*SUPPLIED PASSAGE:*
Partners HealthCare, the hospital network headed by Massachusetts General Hospital and Brigham and Women's Hospital, posted an operating profit of $25.2 million in the latest quarter, quadruple the $6.2 million the network earned in the same period last year.
The state's largest healthcare network reported net income, which includes all investment income, of $74 million on revenue of $1.2 billion for the recent quarter, compared to a net loss of $1 million on revenue of $1.1 billion a year earlier.
Peter Markell, Partners vice president for finance, said all Partners hospitals, including financially struggling North Shore Medical Center, had operating profits in the period October through December 2003, except for one. McLean Hospital, a psychiatric facility in Belmont, lost $760,000, he said.
As usual, Mass. General was the financial powerhouse of the system, with an operating profit of $23.3 million in the quarter, up from $12.9 million a year earlier. The network's profits, and Mass. General's in particular, grew because of good returns on investments used for operations such as research and teaching, and a 9 percent jump in the number of consumers using outpatient medical services. Mass. General researchers also developed several products, including a permanent laser hair removal system and a neuromuscular relaxant used in anesthesia, that began receiving royalties.
Brigham had operating profit of $6.4 million in the quarter, compared to $8.2 million for the same period last year.

*DATA EXTRACTS:*

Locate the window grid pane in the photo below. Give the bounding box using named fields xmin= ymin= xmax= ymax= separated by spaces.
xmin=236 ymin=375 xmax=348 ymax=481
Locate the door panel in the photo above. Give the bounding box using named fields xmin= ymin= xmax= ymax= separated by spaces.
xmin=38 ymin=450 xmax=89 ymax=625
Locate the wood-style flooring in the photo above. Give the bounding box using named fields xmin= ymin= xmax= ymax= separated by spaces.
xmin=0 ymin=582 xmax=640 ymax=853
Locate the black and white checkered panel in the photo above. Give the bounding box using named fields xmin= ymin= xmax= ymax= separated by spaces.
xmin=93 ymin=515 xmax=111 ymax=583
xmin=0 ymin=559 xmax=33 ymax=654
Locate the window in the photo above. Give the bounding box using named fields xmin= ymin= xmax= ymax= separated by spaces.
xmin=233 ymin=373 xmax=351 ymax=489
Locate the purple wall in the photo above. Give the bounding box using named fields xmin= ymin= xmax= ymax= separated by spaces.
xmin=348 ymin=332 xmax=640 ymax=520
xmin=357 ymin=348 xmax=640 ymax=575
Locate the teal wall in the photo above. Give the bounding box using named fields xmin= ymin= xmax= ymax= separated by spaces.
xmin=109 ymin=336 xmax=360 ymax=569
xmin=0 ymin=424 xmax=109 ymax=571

*STUDY QUESTIONS:*
(a) List every hospital named in the article on Partners HealthCare's quarterly earnings.
(b) In the article on Partners HealthCare's quarterly earnings, turn the paragraph beginning "As usual, Mass. General was the financial powerhouse" into a short bulleted list that keeps its main facts.

*RESPONSES FOR EACH TASK:*
(a)
- Massachusetts General Hospital
- Brigham and Women's Hospital
- North Shore Medical Center
- McLean Hospital

(b)
- Mass. General was the system's financial powerhouse, with a quarterly operating profit of $23.3 million, up from $12.9 million a year earlier.
- Profits for the network, and for Mass. General in particular, rose because of good returns on investments used for operations such as research and teaching.
- Use of outpatient medical services jumped 9 percent.
- Several products developed by Mass. General researchers began receiving royalties, including a permanent laser hair removal system and a neuromuscular relaxant used in anesthesia.